GIVEN PROBLEM =
Rewrite the data from the line containing "One marker for each instance of the harlequin" through the end of the data, replacing "marker" with "dot" and leaving everything else unchanged.

RECORDS TO USE =
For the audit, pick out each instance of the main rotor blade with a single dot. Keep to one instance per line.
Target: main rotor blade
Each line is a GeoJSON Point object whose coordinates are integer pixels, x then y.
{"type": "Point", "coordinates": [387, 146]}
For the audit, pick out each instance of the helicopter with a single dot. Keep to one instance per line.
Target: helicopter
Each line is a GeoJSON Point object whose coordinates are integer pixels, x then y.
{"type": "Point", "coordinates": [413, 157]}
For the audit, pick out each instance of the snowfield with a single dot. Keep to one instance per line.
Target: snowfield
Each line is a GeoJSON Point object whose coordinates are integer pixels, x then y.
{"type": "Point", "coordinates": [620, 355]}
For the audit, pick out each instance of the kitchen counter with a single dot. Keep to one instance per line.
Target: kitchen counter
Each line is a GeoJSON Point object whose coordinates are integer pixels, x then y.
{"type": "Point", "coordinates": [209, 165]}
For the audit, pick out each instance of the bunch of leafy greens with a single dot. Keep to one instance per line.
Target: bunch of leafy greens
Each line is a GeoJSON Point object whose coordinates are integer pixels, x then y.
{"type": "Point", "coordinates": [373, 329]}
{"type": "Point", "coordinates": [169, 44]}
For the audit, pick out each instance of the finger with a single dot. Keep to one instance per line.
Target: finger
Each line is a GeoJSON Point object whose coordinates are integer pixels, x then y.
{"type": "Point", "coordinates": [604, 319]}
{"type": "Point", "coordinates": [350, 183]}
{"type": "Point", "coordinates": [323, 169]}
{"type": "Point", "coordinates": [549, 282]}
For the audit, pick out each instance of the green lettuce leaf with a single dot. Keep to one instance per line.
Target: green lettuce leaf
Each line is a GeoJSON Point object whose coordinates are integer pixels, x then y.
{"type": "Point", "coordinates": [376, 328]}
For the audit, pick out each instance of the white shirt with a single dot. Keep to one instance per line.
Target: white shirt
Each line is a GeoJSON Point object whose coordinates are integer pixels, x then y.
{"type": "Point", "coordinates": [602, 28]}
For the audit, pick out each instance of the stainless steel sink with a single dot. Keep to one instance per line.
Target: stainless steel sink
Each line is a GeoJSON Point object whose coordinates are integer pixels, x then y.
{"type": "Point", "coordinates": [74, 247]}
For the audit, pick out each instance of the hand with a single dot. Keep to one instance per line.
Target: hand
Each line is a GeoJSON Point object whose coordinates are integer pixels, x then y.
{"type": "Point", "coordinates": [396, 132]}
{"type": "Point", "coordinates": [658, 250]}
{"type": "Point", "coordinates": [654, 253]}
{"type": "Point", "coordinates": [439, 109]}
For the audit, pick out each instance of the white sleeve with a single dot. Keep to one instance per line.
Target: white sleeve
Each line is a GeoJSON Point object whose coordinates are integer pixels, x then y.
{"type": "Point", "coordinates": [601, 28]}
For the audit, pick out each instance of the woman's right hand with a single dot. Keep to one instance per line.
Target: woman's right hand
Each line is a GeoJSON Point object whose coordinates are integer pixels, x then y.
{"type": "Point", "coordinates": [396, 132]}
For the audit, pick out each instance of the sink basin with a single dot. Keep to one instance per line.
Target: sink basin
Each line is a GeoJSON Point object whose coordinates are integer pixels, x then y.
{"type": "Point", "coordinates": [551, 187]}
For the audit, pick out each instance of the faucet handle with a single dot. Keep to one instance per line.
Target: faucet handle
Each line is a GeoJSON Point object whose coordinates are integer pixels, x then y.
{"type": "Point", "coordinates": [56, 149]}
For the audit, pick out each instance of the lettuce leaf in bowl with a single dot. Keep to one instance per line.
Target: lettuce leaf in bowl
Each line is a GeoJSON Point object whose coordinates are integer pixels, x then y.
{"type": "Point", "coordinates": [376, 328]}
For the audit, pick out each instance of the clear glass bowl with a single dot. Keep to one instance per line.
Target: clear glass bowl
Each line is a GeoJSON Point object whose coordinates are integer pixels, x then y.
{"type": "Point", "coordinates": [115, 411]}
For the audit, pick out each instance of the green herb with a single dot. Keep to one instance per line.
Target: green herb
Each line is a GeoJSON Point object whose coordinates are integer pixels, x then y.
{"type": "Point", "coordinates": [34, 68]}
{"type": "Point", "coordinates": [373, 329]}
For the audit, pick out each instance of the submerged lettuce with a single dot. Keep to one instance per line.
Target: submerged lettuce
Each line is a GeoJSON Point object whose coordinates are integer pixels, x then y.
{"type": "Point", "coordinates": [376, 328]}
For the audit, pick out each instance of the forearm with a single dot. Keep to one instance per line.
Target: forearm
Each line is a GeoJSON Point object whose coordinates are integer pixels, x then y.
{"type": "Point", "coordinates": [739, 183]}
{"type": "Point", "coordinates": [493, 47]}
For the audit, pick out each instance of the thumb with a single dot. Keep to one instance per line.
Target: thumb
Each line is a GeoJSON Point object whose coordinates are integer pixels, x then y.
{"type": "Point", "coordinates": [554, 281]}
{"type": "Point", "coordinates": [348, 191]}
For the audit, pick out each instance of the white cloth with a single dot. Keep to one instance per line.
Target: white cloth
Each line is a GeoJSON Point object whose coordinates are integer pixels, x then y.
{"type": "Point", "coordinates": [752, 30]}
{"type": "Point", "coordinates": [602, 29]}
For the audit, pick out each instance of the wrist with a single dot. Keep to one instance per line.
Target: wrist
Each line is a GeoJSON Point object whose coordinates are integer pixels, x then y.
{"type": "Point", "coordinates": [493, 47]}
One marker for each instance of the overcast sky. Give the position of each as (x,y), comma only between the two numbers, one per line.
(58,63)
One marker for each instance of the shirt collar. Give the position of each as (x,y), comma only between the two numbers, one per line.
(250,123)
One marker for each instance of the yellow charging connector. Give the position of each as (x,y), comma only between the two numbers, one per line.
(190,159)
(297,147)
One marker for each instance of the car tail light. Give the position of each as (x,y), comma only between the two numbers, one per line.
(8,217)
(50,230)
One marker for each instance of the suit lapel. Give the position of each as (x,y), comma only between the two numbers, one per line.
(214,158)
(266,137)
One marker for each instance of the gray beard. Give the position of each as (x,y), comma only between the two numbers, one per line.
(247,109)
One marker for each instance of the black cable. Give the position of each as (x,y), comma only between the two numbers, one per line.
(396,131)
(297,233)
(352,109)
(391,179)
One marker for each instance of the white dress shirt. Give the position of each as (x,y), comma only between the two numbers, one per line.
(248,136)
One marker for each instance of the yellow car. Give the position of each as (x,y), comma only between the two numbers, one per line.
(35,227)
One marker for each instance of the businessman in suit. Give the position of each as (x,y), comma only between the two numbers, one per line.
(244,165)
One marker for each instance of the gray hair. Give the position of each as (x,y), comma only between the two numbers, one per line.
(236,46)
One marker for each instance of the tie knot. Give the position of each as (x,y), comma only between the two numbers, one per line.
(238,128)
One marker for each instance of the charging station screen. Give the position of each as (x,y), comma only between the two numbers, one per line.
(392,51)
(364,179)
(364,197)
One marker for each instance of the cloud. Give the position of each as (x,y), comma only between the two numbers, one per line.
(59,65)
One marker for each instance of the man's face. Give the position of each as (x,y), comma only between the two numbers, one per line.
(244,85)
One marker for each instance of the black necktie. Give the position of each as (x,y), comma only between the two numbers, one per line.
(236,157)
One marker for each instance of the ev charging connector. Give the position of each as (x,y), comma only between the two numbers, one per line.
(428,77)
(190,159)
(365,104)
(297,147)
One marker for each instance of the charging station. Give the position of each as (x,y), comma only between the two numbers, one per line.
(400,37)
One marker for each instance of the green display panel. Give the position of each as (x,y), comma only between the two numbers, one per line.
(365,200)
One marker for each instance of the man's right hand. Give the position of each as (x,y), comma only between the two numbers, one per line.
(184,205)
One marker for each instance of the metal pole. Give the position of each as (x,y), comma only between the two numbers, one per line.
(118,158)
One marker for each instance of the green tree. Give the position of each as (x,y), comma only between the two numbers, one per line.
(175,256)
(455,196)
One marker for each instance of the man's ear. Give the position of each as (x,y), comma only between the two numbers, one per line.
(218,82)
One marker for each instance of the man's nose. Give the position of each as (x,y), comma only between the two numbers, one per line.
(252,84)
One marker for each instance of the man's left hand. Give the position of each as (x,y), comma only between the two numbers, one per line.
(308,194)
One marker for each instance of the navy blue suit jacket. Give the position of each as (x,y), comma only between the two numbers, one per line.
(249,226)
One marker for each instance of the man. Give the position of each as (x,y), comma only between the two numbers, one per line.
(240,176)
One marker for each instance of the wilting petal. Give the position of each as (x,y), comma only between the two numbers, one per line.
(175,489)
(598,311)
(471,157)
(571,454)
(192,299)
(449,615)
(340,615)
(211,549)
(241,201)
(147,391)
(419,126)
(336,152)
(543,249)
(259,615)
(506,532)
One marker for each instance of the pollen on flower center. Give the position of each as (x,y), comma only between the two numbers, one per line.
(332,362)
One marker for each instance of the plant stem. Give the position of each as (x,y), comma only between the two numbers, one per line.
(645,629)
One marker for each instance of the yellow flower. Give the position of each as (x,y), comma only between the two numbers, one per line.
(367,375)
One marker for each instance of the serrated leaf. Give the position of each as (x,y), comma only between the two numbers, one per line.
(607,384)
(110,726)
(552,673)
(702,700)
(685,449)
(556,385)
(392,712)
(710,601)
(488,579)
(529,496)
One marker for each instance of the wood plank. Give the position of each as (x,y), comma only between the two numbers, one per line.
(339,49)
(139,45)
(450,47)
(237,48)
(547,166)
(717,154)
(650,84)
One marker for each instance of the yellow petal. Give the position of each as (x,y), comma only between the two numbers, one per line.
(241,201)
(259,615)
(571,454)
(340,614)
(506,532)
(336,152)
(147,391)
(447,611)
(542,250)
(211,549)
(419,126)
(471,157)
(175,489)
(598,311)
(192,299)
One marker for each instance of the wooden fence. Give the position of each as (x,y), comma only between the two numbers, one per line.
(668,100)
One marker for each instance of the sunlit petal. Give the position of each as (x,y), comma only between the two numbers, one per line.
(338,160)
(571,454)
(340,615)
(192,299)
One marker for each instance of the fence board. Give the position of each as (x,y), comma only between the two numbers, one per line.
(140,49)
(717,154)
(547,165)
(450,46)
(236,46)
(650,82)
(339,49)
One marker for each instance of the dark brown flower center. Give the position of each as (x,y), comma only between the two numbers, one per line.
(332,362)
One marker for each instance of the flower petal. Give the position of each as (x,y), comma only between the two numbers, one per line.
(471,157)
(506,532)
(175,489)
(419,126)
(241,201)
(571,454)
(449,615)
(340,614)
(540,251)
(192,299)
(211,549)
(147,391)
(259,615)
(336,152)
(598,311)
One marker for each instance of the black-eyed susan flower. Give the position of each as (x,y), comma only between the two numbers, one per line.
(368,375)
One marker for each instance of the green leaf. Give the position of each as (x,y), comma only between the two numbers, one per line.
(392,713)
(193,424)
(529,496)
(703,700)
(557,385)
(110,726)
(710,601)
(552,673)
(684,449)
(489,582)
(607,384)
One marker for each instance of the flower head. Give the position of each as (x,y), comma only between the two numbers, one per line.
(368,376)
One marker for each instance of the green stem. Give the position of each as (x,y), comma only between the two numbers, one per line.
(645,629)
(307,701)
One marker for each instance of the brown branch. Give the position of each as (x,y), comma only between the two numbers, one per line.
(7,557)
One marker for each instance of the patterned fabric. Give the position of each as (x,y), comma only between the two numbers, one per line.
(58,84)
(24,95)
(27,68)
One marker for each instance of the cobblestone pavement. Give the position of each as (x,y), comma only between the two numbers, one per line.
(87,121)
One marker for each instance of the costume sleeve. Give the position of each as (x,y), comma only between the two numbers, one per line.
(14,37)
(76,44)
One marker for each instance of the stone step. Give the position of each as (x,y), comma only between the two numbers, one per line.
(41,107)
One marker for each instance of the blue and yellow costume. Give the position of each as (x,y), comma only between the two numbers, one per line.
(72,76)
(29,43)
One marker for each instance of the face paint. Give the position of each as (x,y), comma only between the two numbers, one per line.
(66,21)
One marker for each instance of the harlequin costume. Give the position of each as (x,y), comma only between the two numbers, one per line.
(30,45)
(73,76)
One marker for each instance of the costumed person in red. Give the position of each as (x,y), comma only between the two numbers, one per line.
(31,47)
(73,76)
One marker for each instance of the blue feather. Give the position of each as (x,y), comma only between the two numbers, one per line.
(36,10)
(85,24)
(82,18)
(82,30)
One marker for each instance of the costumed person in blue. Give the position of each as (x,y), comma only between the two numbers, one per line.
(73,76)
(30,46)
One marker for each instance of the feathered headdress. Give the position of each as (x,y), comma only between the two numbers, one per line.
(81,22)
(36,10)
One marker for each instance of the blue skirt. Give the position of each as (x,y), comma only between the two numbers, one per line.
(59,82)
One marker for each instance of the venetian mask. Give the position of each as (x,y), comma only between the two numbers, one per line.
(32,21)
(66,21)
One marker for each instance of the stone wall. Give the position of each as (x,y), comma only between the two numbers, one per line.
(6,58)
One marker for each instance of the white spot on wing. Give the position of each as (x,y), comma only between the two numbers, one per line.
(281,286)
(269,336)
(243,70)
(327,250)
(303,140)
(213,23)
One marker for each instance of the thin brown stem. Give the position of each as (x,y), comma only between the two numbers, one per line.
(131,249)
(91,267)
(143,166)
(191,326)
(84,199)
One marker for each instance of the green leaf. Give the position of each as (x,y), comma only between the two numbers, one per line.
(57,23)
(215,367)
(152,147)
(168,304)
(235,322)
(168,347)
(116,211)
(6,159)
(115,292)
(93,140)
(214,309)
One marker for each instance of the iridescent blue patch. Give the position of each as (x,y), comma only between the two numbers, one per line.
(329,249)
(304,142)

EXERCISE RESPONSE =
One dot for each instance of the harlequin costume. Give the position of each as (x,y), comma only between the two numbers, one per line.
(30,45)
(73,76)
One dot for each instance of the costumed person in red. Give the position of each as (x,y), comma only between the two numbers, one per line.
(31,47)
(73,76)
One dot for each instance of the blue feather. Give the position of each as (x,y), comma only between the two numbers, one per line.
(36,10)
(85,24)
(82,18)
(82,30)
One dot for each instance of the costumed person in blue. Give the position of each as (x,y), comma only between the two numbers, one per line.
(73,76)
(30,46)
One dot for each instance of the feathered headdress. Give the position of each as (x,y), comma only between the two numbers, one per line.
(81,22)
(36,10)
One dot for each instance of the blue skirt. Give the position of each as (x,y), comma only between the two numbers, one per line.
(59,82)
One dot for each instance of the venetian mask. Give the position of each as (x,y), comma only between the two numbers, one per line.
(32,21)
(66,21)
One dot for each instance of the stone wall. Give the position of each as (x,y), comma only between the two numbers, one per line.
(6,58)
One dot for each instance of the white spot on wing. Give the position of each as (x,y), comma only between the two numbers, one per line.
(281,286)
(269,336)
(243,70)
(327,250)
(303,140)
(213,23)
One dot for each instance of the thin brown stem. Give the position of each as (x,y), comma only between the two numbers, one per line.
(131,249)
(91,267)
(143,166)
(191,326)
(84,199)
One dot for each instance of the green leaf. Give the position of each as (x,y), comma only between the two numbers, one per line.
(57,23)
(215,367)
(152,147)
(168,304)
(235,322)
(168,347)
(116,211)
(6,159)
(115,292)
(93,140)
(214,309)
One dot for each instance of the iridescent blue patch. Give the position of each as (x,y), comma only between the two numbers, one per line.
(329,249)
(304,142)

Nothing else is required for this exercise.